▶ _What you have to do_: Please quote word for word the part of the material that opens with its first line and closes with the line containing "left=0, top=33, right=79, bottom=51", including both ends. Leave the pictures out.
--- Start of Task data ---
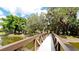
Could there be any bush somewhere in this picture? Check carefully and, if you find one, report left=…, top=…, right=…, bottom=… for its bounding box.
left=2, top=34, right=24, bottom=46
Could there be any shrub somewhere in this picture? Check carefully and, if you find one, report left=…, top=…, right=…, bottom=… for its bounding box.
left=2, top=34, right=24, bottom=46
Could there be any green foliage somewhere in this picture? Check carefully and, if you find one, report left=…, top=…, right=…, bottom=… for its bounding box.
left=46, top=7, right=79, bottom=35
left=2, top=34, right=24, bottom=46
left=1, top=15, right=26, bottom=34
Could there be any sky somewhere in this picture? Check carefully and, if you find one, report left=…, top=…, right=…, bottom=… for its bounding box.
left=0, top=0, right=48, bottom=17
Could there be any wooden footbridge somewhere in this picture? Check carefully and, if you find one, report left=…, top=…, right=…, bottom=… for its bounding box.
left=0, top=33, right=79, bottom=51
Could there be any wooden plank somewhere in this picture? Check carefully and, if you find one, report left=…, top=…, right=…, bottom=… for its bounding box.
left=0, top=33, right=46, bottom=51
left=53, top=33, right=71, bottom=51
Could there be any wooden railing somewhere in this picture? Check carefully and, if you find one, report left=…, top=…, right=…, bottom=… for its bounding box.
left=52, top=33, right=71, bottom=51
left=0, top=33, right=47, bottom=51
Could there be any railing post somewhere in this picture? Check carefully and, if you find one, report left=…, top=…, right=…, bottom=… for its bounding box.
left=34, top=39, right=37, bottom=51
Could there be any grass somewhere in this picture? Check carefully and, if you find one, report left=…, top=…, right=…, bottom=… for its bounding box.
left=25, top=42, right=34, bottom=49
left=1, top=34, right=24, bottom=46
left=69, top=42, right=79, bottom=49
left=60, top=35, right=79, bottom=49
left=0, top=32, right=6, bottom=35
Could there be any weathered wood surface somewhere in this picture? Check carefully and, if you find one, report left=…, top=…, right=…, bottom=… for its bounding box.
left=53, top=33, right=71, bottom=51
left=0, top=33, right=46, bottom=51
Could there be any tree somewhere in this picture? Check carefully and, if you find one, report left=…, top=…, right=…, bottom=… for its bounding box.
left=1, top=15, right=26, bottom=34
left=46, top=7, right=79, bottom=35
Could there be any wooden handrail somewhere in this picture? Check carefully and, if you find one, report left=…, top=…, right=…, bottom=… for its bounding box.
left=53, top=33, right=71, bottom=51
left=0, top=33, right=46, bottom=51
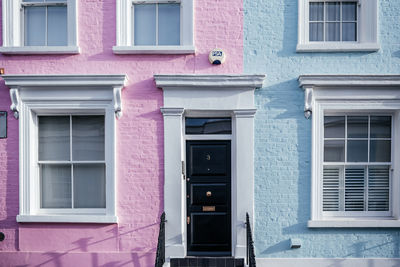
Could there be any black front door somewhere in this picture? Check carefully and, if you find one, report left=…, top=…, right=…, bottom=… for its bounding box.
left=186, top=141, right=231, bottom=256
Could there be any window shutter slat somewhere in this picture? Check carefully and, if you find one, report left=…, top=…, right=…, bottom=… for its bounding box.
left=345, top=168, right=365, bottom=211
left=368, top=166, right=389, bottom=211
left=323, top=168, right=340, bottom=211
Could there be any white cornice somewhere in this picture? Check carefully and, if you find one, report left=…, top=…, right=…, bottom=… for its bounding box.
left=298, top=75, right=400, bottom=89
left=1, top=74, right=127, bottom=87
left=154, top=74, right=265, bottom=90
left=2, top=74, right=127, bottom=118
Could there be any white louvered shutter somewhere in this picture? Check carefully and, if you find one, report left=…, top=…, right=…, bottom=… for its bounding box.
left=368, top=166, right=389, bottom=211
left=344, top=170, right=365, bottom=211
left=323, top=167, right=340, bottom=211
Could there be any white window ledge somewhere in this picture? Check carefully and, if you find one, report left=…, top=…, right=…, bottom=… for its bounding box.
left=0, top=46, right=80, bottom=55
left=17, top=215, right=118, bottom=223
left=296, top=43, right=380, bottom=52
left=307, top=219, right=400, bottom=228
left=113, top=45, right=196, bottom=55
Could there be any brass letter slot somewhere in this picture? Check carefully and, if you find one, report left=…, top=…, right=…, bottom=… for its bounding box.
left=203, top=206, right=215, bottom=211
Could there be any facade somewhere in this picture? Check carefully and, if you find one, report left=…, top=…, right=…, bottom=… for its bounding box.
left=0, top=0, right=400, bottom=267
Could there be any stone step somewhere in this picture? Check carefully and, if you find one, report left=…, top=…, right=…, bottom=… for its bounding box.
left=171, top=257, right=244, bottom=267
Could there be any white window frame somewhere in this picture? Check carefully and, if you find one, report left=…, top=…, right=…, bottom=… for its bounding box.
left=296, top=0, right=380, bottom=52
left=299, top=75, right=400, bottom=228
left=3, top=75, right=126, bottom=223
left=0, top=0, right=80, bottom=54
left=113, top=0, right=195, bottom=54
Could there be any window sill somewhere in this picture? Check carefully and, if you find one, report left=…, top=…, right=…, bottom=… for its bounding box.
left=113, top=45, right=195, bottom=55
left=17, top=215, right=118, bottom=223
left=296, top=42, right=380, bottom=52
left=307, top=219, right=400, bottom=228
left=0, top=46, right=80, bottom=55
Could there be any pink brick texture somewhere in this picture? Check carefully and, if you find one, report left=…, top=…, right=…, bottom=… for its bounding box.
left=0, top=0, right=243, bottom=266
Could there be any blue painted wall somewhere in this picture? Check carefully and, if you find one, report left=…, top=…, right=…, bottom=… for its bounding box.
left=244, top=0, right=400, bottom=257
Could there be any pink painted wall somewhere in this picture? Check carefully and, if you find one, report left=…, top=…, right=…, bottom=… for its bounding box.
left=0, top=0, right=243, bottom=266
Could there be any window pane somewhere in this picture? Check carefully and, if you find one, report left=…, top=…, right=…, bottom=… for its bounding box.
left=72, top=116, right=104, bottom=160
left=370, top=140, right=391, bottom=162
left=347, top=116, right=368, bottom=138
left=0, top=111, right=7, bottom=138
left=25, top=7, right=46, bottom=46
left=342, top=2, right=357, bottom=21
left=47, top=6, right=68, bottom=45
left=40, top=165, right=72, bottom=208
left=325, top=22, right=340, bottom=42
left=326, top=2, right=340, bottom=21
left=39, top=116, right=70, bottom=160
left=309, top=22, right=324, bottom=42
left=347, top=140, right=368, bottom=162
left=134, top=4, right=156, bottom=45
left=342, top=22, right=357, bottom=42
left=74, top=164, right=106, bottom=208
left=185, top=118, right=232, bottom=134
left=158, top=4, right=181, bottom=45
left=371, top=116, right=392, bottom=138
left=310, top=2, right=324, bottom=21
left=324, top=140, right=344, bottom=162
left=324, top=116, right=345, bottom=138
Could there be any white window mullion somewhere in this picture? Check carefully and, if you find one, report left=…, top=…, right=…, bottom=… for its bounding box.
left=156, top=3, right=159, bottom=45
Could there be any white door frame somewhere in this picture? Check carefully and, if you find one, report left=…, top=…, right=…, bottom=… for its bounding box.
left=154, top=75, right=265, bottom=266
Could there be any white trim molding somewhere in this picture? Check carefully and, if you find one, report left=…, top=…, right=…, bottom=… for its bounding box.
left=298, top=75, right=400, bottom=228
left=256, top=258, right=400, bottom=267
left=0, top=0, right=80, bottom=55
left=296, top=0, right=380, bottom=52
left=112, top=0, right=195, bottom=54
left=154, top=75, right=265, bottom=266
left=2, top=75, right=127, bottom=223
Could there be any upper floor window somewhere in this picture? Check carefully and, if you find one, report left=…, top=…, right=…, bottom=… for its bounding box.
left=113, top=0, right=194, bottom=54
left=0, top=0, right=79, bottom=54
left=21, top=0, right=68, bottom=46
left=309, top=2, right=357, bottom=42
left=297, top=0, right=379, bottom=52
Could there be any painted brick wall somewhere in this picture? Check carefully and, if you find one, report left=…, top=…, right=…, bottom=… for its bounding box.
left=244, top=0, right=400, bottom=258
left=0, top=0, right=243, bottom=266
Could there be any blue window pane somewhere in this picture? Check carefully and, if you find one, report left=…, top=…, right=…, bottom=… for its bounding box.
left=25, top=7, right=46, bottom=46
left=158, top=4, right=181, bottom=45
left=134, top=4, right=156, bottom=45
left=347, top=141, right=368, bottom=162
left=47, top=6, right=68, bottom=46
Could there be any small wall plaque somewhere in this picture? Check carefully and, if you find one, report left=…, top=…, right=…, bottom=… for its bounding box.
left=0, top=111, right=7, bottom=138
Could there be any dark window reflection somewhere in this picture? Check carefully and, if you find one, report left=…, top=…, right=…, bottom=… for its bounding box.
left=185, top=118, right=232, bottom=134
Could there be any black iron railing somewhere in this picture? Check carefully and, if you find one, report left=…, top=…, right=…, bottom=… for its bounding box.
left=246, top=212, right=256, bottom=267
left=155, top=212, right=166, bottom=267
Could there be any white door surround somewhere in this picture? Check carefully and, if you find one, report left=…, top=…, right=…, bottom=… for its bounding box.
left=154, top=75, right=265, bottom=266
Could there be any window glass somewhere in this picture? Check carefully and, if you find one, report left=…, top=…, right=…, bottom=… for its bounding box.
left=0, top=111, right=7, bottom=138
left=324, top=116, right=345, bottom=138
left=72, top=116, right=105, bottom=160
left=158, top=4, right=181, bottom=45
left=39, top=115, right=106, bottom=209
left=41, top=164, right=72, bottom=208
left=134, top=4, right=157, bottom=45
left=74, top=164, right=106, bottom=208
left=309, top=1, right=357, bottom=42
left=47, top=6, right=68, bottom=46
left=133, top=4, right=181, bottom=45
left=39, top=116, right=70, bottom=161
left=25, top=7, right=46, bottom=46
left=22, top=0, right=68, bottom=46
left=185, top=118, right=232, bottom=134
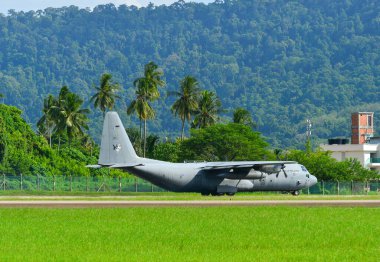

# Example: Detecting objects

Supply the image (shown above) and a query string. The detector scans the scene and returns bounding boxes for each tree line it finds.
[0,0,380,148]
[33,62,378,180]
[37,62,253,157]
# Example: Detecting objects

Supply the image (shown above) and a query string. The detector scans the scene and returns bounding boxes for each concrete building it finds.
[321,112,380,172]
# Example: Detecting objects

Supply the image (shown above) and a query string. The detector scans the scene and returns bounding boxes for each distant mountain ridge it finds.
[0,0,380,147]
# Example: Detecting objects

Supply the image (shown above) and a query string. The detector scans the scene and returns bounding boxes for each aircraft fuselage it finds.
[125,163,317,193]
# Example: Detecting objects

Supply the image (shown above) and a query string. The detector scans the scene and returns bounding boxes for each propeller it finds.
[276,164,288,178]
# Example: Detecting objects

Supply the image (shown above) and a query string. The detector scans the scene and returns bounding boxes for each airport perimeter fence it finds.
[0,174,380,195]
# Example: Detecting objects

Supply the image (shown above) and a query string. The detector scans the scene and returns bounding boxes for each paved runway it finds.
[0,200,380,208]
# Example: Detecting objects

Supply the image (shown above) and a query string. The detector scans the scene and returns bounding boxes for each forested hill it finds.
[0,0,380,147]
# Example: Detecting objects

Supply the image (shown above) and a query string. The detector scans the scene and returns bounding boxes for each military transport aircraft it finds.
[88,112,317,195]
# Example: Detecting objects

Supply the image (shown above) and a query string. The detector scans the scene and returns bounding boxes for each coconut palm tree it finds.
[37,94,57,148]
[169,76,199,140]
[51,86,90,147]
[127,62,165,157]
[191,90,222,128]
[90,73,120,118]
[127,81,156,157]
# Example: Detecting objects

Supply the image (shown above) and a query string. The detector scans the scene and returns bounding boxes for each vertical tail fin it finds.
[98,112,139,165]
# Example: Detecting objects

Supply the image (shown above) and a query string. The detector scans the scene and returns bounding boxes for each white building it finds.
[321,112,380,172]
[321,141,380,172]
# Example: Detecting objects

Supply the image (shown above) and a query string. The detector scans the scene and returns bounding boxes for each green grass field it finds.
[0,207,380,261]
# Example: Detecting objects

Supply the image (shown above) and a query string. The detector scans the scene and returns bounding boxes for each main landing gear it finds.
[201,192,235,196]
[291,190,300,196]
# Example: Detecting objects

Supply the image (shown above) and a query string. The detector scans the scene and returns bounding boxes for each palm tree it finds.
[37,94,56,148]
[51,86,90,147]
[127,81,156,157]
[90,73,120,118]
[191,90,222,128]
[127,62,165,157]
[169,76,199,140]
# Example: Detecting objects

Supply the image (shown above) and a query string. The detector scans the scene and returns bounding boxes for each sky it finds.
[0,0,214,14]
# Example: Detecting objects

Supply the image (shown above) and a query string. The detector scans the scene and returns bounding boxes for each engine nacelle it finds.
[256,164,282,174]
[225,169,267,180]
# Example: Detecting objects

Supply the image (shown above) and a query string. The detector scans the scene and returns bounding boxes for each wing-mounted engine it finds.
[202,161,296,180]
[219,168,266,180]
[253,164,284,175]
[219,164,285,180]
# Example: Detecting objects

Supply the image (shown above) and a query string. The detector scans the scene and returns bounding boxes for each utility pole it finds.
[306,119,312,153]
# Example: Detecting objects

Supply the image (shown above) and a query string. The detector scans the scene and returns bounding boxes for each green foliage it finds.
[0,104,97,176]
[191,90,222,128]
[153,142,181,163]
[0,0,380,148]
[232,107,256,128]
[90,73,120,118]
[181,123,273,161]
[283,150,379,181]
[169,76,199,140]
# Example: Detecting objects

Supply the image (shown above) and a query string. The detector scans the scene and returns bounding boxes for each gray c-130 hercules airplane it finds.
[89,112,317,195]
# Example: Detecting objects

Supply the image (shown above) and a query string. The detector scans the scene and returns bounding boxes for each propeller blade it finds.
[281,164,288,178]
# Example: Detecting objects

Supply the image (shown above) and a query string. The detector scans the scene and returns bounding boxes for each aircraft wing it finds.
[86,163,144,168]
[110,163,144,168]
[201,161,297,170]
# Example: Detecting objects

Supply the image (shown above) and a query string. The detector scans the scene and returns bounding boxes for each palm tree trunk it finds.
[144,119,146,157]
[181,119,185,141]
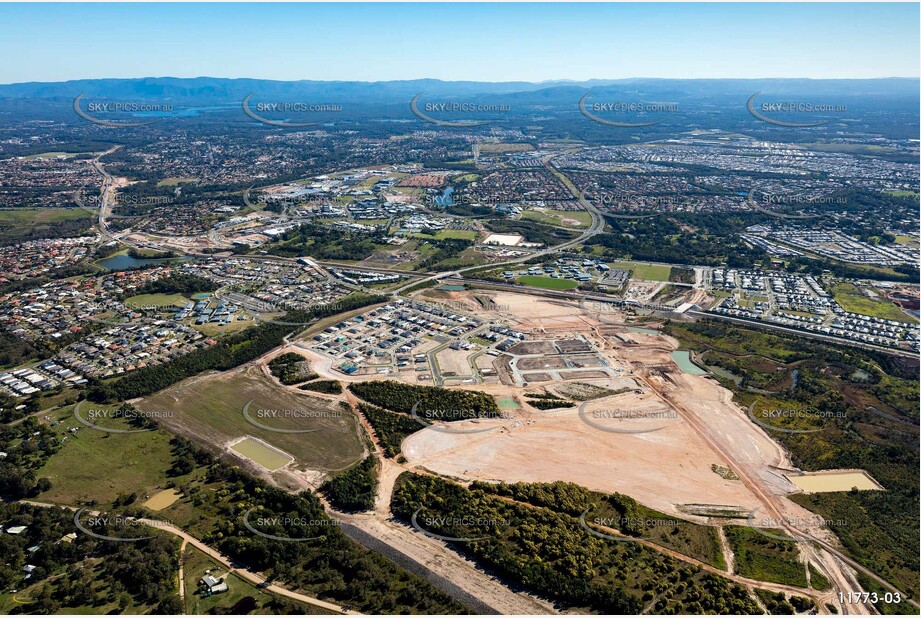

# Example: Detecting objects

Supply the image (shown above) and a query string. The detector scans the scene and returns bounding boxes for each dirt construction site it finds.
[230,291,867,613]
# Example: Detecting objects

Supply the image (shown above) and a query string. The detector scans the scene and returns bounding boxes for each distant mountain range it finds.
[0,77,921,104]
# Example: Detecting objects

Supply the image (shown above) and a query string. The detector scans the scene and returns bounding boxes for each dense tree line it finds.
[664,321,921,598]
[349,380,499,421]
[391,472,758,615]
[486,217,579,246]
[299,380,342,395]
[269,352,317,386]
[320,455,377,513]
[263,223,386,260]
[118,272,220,296]
[358,403,423,457]
[193,452,469,614]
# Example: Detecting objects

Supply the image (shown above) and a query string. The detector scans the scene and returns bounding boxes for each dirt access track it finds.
[403,293,828,536]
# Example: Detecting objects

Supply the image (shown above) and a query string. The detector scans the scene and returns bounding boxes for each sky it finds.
[0,3,921,84]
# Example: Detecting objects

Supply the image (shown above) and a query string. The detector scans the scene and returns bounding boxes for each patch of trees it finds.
[263,223,386,260]
[0,503,179,613]
[119,272,220,296]
[0,213,94,245]
[665,321,921,598]
[320,455,377,513]
[486,218,579,246]
[349,380,499,421]
[358,403,423,457]
[269,352,317,386]
[725,526,806,588]
[585,213,768,268]
[193,452,469,614]
[417,238,473,271]
[300,380,342,395]
[391,473,758,615]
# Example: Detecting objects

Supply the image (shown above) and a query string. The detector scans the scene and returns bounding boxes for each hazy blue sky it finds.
[0,3,919,83]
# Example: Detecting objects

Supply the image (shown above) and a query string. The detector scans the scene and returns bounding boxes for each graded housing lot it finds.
[403,292,844,536]
[135,365,365,482]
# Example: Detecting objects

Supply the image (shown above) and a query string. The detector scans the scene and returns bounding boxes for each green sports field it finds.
[518,275,579,290]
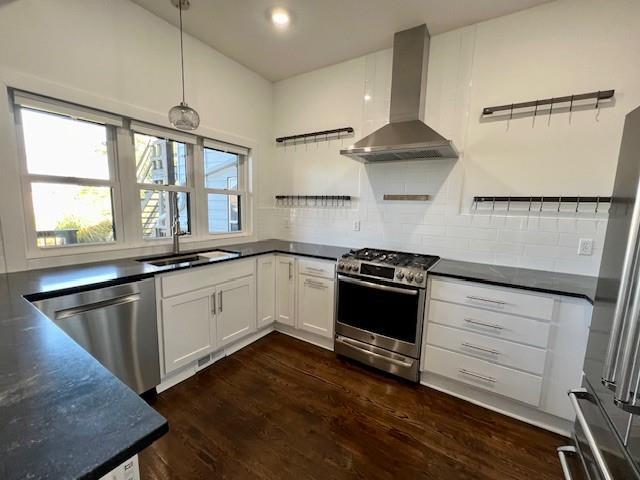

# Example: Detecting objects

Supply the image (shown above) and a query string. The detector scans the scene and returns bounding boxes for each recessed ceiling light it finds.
[271,8,291,28]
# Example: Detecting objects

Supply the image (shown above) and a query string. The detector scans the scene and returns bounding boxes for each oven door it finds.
[336,275,425,358]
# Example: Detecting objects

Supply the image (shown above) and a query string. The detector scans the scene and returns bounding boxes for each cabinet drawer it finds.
--- End of Task data ---
▶ _Finished exercise_:
Could there be any bush somewhere in this picture? Check carefully and, if you find one, report left=…, top=…, right=…, bottom=… for its bounding box.
left=2, top=34, right=24, bottom=46
Could there be any shrub somewhere in this picture? Check carefully and, if you find one, report left=…, top=…, right=…, bottom=… for its bounding box.
left=2, top=34, right=24, bottom=46
Could there be any green foliage somewhere in this picture? Check carefully and, if you find one, report left=…, top=…, right=…, bottom=… for its bounding box.
left=46, top=7, right=79, bottom=35
left=2, top=34, right=24, bottom=46
left=1, top=15, right=26, bottom=34
Could there be any sky somewhere in this picture? Check carefully and, if you find one, report left=…, top=…, right=…, bottom=… for its bounding box.
left=0, top=0, right=48, bottom=17
Could there be any wooden footbridge somewhere in this picture? Check carefully and, if you find one, report left=…, top=…, right=…, bottom=… for its bounding box.
left=0, top=33, right=79, bottom=51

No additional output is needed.